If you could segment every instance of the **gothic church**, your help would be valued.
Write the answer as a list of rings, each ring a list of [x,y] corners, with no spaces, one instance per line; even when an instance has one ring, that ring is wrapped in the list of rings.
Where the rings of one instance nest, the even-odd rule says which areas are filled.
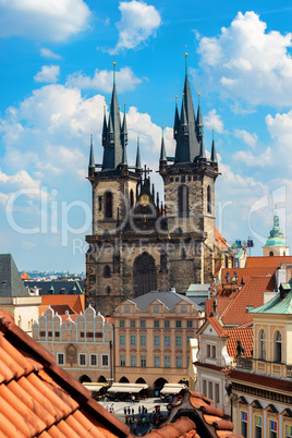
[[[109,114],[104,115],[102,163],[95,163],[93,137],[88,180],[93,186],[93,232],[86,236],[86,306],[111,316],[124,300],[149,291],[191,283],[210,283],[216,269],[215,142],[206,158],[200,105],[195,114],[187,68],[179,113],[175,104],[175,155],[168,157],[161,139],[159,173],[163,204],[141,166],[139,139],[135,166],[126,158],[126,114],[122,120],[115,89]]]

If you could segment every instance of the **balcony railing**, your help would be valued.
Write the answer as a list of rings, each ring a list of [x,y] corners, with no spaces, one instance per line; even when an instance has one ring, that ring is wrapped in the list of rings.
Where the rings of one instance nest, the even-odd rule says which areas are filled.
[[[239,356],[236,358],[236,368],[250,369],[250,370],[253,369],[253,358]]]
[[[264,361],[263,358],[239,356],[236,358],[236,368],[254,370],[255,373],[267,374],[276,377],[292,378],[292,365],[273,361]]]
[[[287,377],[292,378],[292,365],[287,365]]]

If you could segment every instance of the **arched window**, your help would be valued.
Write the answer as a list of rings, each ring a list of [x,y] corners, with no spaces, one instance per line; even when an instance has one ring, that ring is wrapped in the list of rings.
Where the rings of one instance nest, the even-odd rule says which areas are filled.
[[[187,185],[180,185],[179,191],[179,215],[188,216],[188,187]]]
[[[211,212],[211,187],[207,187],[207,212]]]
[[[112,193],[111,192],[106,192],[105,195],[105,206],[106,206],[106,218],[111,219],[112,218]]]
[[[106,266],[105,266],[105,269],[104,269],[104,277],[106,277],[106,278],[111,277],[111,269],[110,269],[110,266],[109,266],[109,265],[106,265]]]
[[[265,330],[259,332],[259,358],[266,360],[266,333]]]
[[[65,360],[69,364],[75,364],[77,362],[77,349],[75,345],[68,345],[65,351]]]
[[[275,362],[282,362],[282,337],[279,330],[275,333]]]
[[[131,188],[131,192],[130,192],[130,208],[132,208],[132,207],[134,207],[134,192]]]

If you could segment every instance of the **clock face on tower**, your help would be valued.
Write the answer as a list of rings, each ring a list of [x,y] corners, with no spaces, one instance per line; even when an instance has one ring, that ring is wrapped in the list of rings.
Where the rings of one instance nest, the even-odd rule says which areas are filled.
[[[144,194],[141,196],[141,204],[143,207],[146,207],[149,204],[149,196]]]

Problem details
Give the lines exactly as they stand, from the line with "If you could segment every instance of the **arched" through the end of the material.

Solution to the problem
If you could segment every instance of the **arched window**, your help would be valued.
Write the answer as a list of rings, each ring a list of [x,y] corners, with no spaces, one instance per line; even when an instance has one ring, that ring is wrapped in the list of rings.
Where the rings of one instance nest, the even-odd rule says which areas are filled.
[[[187,185],[180,185],[179,191],[179,215],[188,216],[188,187]]]
[[[211,212],[211,187],[207,187],[207,212]]]
[[[112,193],[111,192],[106,192],[105,195],[105,206],[106,206],[106,218],[111,219],[112,218]]]
[[[106,266],[105,266],[105,269],[104,269],[104,277],[106,277],[106,278],[111,277],[111,269],[110,269],[110,266],[109,266],[109,265],[106,265]]]
[[[265,330],[259,332],[259,358],[266,360],[266,333]]]
[[[65,360],[69,364],[75,364],[77,362],[77,349],[75,345],[68,345],[65,351]]]
[[[275,362],[282,362],[282,337],[279,330],[275,333]]]
[[[131,188],[131,192],[130,192],[130,208],[132,208],[132,207],[134,207],[134,192]]]

If you could segment every instance of the **clock face on tower**, your help would be valued.
Write the answer as a list of rings, each ring a list of [x,y] corners, with no spaces, one instance per line; even when an instance has one ring, that ring is wrapped in the list of rings.
Where the rings of one instance nest, the even-odd rule says which areas are filled.
[[[144,194],[141,196],[141,204],[143,207],[146,207],[149,204],[149,196]]]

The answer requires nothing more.